▶ _SHORT EXERCISE 1_
Transcribe from the patent page the part that opens with the words containing "A construction of" and closes with "the working fluid.".
▶ _SHORT EXERCISE 2_
List every code on the patent page that begins with "F02G".

▶ _PASSAGE GIVEN_
━━━━━━━━━━━━━━━━━━━━━━━━━━━━━━

US4446698AExpiredUtility

Isothermalizer system

95
Assignee: NEW PROCESS IND INCPriority: Mar 18, 1981Filed: Mar 18, 1981Granted: May 8, 1984
Est. expiryMar 18, 2001(expired)· nominal 20-yr term from priority
F02G 1/055F02G 2244/50F02G 1/0435F02G 2258/10F02G 2270/70F25B 2309/1401
95
PatentIndex Score
82
Cited by
8
References
29
Claims

Abstract

A construction of a variable volume chamber that allows cycling of a working fluid to occur substantially isothermally is disclosed. The present invention provides a fixed, rigid heat conductive element within the chamber. The heat conductive element has a surface area which is large relative to that of the chamber itself. The volume of the chamber is varied by a mechanism which meshes with the heat conductive element to minimize dead volume. As a result the heat conductive element absorbs and returns heat energy to and from the working fluid in an efficient fashion, resulting in a high degree of isothermalization of the working fluid.

━━━━━━━━━━━━━━━━━━━━━━━━━━━━━━

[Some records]
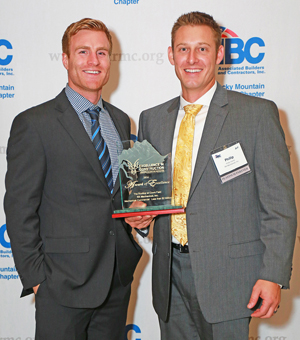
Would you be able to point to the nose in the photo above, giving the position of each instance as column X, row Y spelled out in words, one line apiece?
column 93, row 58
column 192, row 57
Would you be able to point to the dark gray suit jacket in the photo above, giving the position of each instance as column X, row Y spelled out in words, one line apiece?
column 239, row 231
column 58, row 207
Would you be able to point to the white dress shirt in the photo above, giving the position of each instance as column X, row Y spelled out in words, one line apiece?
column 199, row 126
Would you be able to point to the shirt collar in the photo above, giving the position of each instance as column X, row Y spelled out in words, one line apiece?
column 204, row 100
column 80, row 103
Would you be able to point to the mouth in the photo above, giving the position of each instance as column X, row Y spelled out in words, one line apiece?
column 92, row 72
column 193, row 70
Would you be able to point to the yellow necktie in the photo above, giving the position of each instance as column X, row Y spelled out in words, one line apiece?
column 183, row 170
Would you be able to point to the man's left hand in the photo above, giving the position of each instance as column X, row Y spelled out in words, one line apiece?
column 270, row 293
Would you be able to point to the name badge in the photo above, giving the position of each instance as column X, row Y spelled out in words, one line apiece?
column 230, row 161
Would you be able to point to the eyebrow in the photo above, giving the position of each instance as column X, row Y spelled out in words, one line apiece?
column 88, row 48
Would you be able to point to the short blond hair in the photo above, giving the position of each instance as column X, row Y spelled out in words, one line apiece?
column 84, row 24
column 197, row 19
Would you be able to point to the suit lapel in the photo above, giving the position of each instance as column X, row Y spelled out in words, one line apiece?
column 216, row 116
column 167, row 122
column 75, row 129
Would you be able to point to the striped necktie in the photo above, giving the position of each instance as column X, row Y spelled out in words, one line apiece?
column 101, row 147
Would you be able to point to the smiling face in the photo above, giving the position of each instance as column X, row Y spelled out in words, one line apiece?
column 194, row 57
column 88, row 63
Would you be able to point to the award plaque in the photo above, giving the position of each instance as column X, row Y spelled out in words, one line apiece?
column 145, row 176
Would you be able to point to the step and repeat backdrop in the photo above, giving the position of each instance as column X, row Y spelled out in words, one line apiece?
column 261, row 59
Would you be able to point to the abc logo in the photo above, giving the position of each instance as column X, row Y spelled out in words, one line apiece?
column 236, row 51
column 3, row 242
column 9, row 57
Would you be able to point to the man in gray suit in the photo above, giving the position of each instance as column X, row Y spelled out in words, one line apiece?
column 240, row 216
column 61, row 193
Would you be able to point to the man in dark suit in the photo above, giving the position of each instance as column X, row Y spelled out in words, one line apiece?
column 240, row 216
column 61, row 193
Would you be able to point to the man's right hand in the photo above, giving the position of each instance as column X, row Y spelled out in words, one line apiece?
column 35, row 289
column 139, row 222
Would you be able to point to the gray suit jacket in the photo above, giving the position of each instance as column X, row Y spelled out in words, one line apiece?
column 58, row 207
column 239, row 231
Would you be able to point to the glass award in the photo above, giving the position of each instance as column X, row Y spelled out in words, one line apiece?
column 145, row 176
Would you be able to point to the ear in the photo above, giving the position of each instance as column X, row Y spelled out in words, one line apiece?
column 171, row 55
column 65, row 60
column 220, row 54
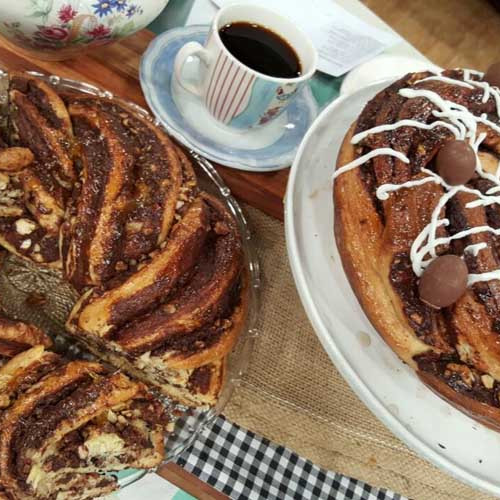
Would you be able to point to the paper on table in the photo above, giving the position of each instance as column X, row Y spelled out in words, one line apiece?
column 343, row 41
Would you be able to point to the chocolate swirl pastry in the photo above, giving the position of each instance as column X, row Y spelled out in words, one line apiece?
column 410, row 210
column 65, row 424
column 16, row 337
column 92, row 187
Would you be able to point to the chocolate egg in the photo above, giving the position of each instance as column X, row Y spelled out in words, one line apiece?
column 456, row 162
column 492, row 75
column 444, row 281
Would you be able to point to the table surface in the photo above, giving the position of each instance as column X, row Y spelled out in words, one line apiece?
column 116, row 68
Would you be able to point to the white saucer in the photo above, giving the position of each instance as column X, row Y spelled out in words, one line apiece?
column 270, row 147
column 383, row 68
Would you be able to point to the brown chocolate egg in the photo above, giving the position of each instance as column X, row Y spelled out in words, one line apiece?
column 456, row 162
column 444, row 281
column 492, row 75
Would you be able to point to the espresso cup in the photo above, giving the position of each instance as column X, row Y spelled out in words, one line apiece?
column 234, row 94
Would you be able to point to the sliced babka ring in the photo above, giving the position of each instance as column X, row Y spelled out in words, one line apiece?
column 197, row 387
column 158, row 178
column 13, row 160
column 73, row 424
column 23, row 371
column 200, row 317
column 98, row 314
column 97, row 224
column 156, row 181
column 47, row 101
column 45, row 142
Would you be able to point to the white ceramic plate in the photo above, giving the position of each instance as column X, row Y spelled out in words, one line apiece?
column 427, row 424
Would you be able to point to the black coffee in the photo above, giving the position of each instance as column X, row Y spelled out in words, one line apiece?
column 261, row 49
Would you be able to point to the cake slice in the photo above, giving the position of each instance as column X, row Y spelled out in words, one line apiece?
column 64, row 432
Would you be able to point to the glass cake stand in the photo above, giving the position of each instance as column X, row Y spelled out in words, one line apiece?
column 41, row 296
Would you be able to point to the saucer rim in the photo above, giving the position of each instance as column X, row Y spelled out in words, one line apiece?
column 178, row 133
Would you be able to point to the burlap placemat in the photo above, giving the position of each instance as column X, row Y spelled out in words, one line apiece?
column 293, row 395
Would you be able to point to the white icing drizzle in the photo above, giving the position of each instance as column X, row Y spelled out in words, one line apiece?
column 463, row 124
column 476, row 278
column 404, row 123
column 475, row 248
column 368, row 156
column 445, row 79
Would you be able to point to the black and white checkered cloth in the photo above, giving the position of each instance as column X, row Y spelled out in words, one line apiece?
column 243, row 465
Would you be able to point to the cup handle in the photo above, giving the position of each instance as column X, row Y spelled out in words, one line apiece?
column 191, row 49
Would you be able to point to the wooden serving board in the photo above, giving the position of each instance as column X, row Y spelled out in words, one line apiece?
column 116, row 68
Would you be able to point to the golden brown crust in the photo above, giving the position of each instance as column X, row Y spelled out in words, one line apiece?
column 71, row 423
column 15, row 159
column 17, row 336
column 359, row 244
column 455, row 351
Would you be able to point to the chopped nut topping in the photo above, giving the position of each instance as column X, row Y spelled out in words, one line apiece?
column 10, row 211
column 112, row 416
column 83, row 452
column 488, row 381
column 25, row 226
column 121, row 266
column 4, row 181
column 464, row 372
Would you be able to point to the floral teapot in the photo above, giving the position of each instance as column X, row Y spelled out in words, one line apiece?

━━━━━━━━━━━━━━━━━━━━━━━━━━━━━━

▶ _FINAL RESULT 1_
A construction of a variable volume chamber that allows cycling of a working fluid to occur substantially isothermally is disclosed. The present invention provides a fixed, rigid heat conductive element within the chamber. The heat conductive element has a surface area which is large relative to that of the chamber itself. The volume of the chamber is varied by a mechanism which meshes with the heat conductive element to minimize dead volume. As a result the heat conductive element absorbs and returns heat energy to and from the working fluid in an efficient fashion, resulting in a high degree of isothermalization of the working fluid.

▶ _FINAL RESULT 2_
F02G 1/055
F02G 2244/50
F02G 1/0435
F02G 2258/10
F02G 2270/70